Challenge:
Reproduce only the stretch of records from the line containing "[spot] the lichen-covered" through the line containing "(1077, 565)", both ends included, keeping every line in place. Add 122 to each number in the answer coordinates.

Dataset:
######
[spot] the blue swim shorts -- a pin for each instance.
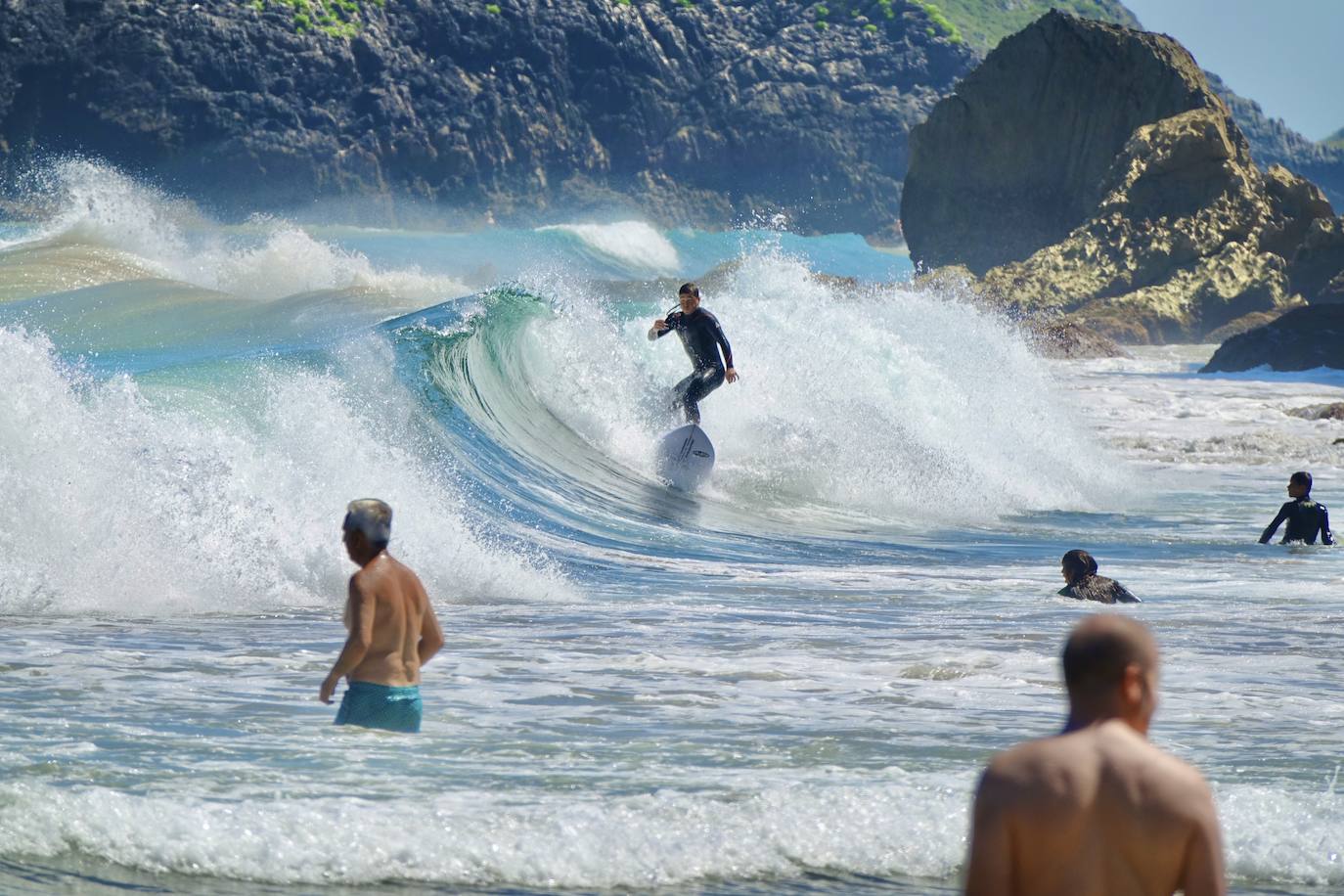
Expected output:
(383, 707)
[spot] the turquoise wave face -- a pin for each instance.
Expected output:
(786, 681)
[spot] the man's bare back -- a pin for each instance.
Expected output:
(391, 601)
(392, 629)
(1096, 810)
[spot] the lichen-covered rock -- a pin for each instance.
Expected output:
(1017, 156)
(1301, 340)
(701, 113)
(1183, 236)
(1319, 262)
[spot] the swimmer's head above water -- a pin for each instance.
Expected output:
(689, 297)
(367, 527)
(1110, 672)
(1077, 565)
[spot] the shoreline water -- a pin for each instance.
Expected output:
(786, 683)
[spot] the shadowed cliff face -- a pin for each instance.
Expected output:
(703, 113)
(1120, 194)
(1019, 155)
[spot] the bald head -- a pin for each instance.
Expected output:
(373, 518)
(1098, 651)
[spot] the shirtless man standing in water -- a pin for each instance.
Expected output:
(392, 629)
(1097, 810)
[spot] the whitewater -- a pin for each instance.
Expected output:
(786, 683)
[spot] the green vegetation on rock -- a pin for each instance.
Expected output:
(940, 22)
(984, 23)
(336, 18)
######
Task output:
[spot] the lichen-covered rock -- a pin for each instance.
Expected output:
(1139, 278)
(1423, 462)
(823, 235)
(1305, 358)
(1441, 384)
[spot] the swimmer's head above water -- a pin for each instance.
Expected output:
(811, 419)
(489, 649)
(1232, 794)
(1199, 687)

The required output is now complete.